* What is needed: Restate the full set of records exactly, word for word.

Begin

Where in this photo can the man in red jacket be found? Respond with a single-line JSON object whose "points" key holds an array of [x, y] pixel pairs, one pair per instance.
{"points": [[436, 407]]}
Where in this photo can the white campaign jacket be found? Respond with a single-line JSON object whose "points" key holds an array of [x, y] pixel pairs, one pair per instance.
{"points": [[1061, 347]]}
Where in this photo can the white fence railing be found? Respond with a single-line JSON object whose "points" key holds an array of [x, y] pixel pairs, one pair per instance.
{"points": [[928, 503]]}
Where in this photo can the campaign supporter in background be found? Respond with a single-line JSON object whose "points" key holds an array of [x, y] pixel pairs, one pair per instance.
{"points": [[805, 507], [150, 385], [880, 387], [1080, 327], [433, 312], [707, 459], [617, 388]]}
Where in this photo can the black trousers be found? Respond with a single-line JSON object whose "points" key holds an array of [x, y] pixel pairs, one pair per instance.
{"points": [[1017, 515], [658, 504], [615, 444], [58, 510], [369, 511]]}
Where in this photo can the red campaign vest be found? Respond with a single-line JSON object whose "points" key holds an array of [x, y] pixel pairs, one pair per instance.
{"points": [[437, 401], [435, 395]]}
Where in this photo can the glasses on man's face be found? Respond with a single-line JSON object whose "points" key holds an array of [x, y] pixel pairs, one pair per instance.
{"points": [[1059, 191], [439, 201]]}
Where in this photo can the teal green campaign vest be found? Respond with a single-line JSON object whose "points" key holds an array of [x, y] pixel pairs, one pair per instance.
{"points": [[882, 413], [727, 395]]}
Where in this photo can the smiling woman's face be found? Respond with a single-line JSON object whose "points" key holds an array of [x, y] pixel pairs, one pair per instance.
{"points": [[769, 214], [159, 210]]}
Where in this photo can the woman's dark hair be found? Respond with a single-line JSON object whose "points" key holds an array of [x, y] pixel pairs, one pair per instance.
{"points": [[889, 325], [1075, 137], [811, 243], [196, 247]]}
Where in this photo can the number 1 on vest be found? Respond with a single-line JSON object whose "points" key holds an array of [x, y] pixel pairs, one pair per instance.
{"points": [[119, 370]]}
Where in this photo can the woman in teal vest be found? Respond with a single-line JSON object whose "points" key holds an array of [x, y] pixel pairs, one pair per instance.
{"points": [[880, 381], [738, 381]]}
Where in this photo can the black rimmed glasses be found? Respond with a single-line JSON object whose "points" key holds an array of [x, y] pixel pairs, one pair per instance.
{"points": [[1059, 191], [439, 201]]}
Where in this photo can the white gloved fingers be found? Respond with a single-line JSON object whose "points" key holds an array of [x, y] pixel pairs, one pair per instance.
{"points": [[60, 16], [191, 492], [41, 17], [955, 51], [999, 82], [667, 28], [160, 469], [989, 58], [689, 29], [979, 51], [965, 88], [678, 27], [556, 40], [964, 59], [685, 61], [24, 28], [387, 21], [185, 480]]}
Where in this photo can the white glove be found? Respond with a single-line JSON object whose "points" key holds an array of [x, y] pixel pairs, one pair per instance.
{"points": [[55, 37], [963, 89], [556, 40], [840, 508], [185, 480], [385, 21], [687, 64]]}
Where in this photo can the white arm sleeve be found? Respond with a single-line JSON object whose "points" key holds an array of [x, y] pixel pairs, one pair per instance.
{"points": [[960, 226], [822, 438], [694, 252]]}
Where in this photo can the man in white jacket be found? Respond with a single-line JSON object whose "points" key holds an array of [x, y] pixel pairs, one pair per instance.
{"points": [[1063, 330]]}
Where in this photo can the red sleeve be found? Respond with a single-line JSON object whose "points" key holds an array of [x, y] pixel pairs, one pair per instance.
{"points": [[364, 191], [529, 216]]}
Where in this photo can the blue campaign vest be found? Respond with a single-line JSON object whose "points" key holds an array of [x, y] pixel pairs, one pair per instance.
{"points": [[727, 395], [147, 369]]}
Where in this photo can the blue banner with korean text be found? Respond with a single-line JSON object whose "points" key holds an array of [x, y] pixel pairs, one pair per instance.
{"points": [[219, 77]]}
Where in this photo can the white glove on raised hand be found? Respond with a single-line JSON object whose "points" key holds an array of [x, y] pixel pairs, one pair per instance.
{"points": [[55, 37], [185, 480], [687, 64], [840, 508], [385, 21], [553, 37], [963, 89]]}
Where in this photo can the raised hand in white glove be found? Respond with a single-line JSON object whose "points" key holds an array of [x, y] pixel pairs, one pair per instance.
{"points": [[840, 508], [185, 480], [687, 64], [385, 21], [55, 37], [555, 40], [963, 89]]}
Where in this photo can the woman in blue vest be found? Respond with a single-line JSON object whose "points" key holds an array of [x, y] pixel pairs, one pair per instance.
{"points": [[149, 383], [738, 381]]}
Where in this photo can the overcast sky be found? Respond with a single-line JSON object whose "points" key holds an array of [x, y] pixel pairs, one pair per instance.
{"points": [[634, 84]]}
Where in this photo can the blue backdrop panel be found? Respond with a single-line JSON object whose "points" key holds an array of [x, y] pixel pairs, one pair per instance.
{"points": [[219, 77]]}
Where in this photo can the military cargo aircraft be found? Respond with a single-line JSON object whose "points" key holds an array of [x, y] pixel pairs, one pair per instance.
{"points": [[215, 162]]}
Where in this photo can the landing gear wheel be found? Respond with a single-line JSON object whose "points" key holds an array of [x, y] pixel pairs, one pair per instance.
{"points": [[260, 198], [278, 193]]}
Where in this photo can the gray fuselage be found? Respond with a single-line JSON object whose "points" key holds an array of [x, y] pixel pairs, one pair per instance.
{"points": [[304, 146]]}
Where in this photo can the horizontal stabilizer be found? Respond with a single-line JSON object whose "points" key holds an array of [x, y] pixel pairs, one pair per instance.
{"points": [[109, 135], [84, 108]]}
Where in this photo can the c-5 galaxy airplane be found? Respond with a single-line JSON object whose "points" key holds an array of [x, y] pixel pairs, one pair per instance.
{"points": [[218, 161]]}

End

* Response:
Where in this photo can the man in red jacket be found? Respond with a single-line JSON object whose "points" key holds an array of [x, y] pixel pairs, one pair per instance.
{"points": [[436, 407]]}
Where in this photo can the white campaign jacket be found? Respond with a single-line JSON object whose "points" key holds an array of [x, y] pixel pairs, one pair per instance.
{"points": [[1061, 347]]}
Where in this photo can the white fence railing be found? Respond with a single-line JSON object whose "points" key holds an array of [x, y] pixel pairs, one pair per instance.
{"points": [[928, 503]]}
Where in this photo can the campaign supporter in background be found? Respond with a single-line JSON object whose "points" key holds an array of [x, y] pixel pairs, one pair per instance.
{"points": [[805, 507], [150, 385], [880, 387], [1080, 327], [433, 312], [707, 459], [617, 388]]}
Where in this photo can the black trousers be found? Respond with a single-line JSON object whose "points" key holds an array of [x, y] pixel pairs, one pair per instance.
{"points": [[1017, 515], [658, 504], [615, 444], [58, 510], [369, 511]]}
Where in this photo can the red campaign vest be found? Respond with a single-line JSON object whose "points" key holds an array of [x, y] pixel pairs, one pair per instance.
{"points": [[437, 401], [435, 395]]}
Where in this photo can the glasses on man's face be found? Respond with a single-line JSON object whose "points" key holds an array of [x, y] pixel pairs, one pair per instance.
{"points": [[1059, 191], [439, 201]]}
Where in this photo can the teal green campaign vest be found? Respond with a single-line JSON object whose "points" key holds an array of [x, y] pixel pairs, one pair per instance.
{"points": [[882, 413], [727, 395]]}
Where in this photo can the smiling woman's face be found? Respond with a single-line JSON object whose "points" key holds an array of [x, y] pixel pairs, one pair per instance.
{"points": [[769, 214], [159, 210]]}
Where in this photo can the woman's dark hair be found? Respond with a single-line JSON object whose "points" key holds an array of [x, y] pixel pairs, one pair per instance.
{"points": [[889, 325], [1075, 137], [811, 243], [196, 247]]}
Where in this photo can the number 1 on vest be found? Respond with a single-line JSON object whose "points" key holds an array of [x, y] pixel pairs, one pair per instance.
{"points": [[119, 370]]}
Where in this photo can the woman in teal vest be found? Respond with a single-line JSON object whose "points" key holds an array of [x, y] pixel pairs, one pair per instance.
{"points": [[880, 381], [738, 381]]}
Where in this photo can the black rimmed glasses be found? Respond with a single-line JSON object whose "points" key holds an array of [x, y] pixel pairs, one pair per instance.
{"points": [[1059, 191], [439, 201]]}
Where in this photo can the white gloved fingers be found? Respond with a single-line JSON object whose "points" key holds an array of [x, y] pixel pairs, one pair per instance.
{"points": [[60, 16], [191, 492], [41, 17], [955, 51], [999, 82], [667, 28], [160, 469], [989, 58], [689, 29], [979, 51], [965, 88], [678, 27], [556, 40], [964, 59], [685, 61], [24, 28], [387, 21], [185, 480]]}
Where in this photo can the white glove be found? Respond with a single-line JSON object whose "points" key holds an array of [x, y] pixel pairs, one pair per instance.
{"points": [[55, 37], [963, 89], [556, 40], [840, 508], [185, 480], [385, 21], [687, 64]]}
Where in this photo can the white arm sleeve be found? Respond with a single-line JSON object whose "points" key holds an array of [x, y] pixel pairs, one pair per instance.
{"points": [[960, 226], [822, 438], [694, 252]]}
Where in this photo can the man in white jacket be found? Respond with a single-line JSON object whose "points" key holds an array of [x, y] pixel pairs, one pair per instance.
{"points": [[1063, 330]]}
Where in this photo can the red sleeve be found? Respond with a single-line JSON object whose "points" key holds an array of [x, y] pixel pairs, one pair per instance.
{"points": [[364, 191], [529, 216]]}
Where in this photo can the blue campaign vest be found? Respond with a single-line JSON object whose "points" key holds an array of [x, y] pixel pairs, one pair per instance.
{"points": [[727, 395], [147, 369]]}
Where in this photo can the blue banner with korean text be found? Respond with a single-line JSON object whose "points" key holds an array of [x, y] pixel pairs, one pair per instance.
{"points": [[219, 77]]}
Where in this photo can the white glove on raised hand be found? Respond with a single-line JSON object whose "points" key holds an array of [x, y] pixel pairs, one pair per instance.
{"points": [[55, 37], [185, 480], [687, 64], [840, 508], [385, 21], [553, 37], [963, 89]]}
Where in this photo can the raised hand in white glove be found? Respond with a single-line JSON object whose "points" key holds an array of [x, y] pixel pairs, one pair per instance.
{"points": [[840, 508], [185, 480], [687, 64], [385, 21], [55, 37], [555, 40], [963, 89]]}
Where in this photo can the woman in blue vest be found? Respond with a single-line JSON object whose "points" key holds an array of [x, y] pixel pairs, one pair per instance.
{"points": [[149, 383], [738, 381]]}
Where in this photo can the overcast sky be found? Respond with a single-line JSON object whose "points" key holds an array of [x, y] pixel pairs, one pair per instance.
{"points": [[634, 84]]}
Where in this photo can the blue backdrop panel be found? Respond with a single-line JSON object whose "points" key holds an array of [x, y] pixel pairs, one pair per instance.
{"points": [[219, 77]]}
Where in this photo can the military cargo aircraft be found? Respond with a single-line JSON object whose "points" key holds an array of [x, y] pixel pairs, one pair per instance.
{"points": [[215, 162]]}
Where in this photo can the landing gear wheel be found? Respond with a single-line JSON object whose "points" key holds an array of [x, y] pixel pairs, one pair per instance.
{"points": [[260, 198], [278, 193]]}
Where in this photo can the gray fuselage be found? Respond with a single-line JSON object whose "points" key holds an array of [x, y] pixel pairs, one pair per instance.
{"points": [[304, 146]]}
Where in this photo can the horizontal stabilizer be found? Respond with a single-line JSON object whose "points" key holds an array of [x, y] pixel pairs, one pair per instance.
{"points": [[109, 135], [84, 108]]}
Where in this photo can the c-5 galaxy airplane be found? Respond with a single-line JSON object whose "points" key holds an array of [x, y] pixel pairs, one pair per instance.
{"points": [[218, 161]]}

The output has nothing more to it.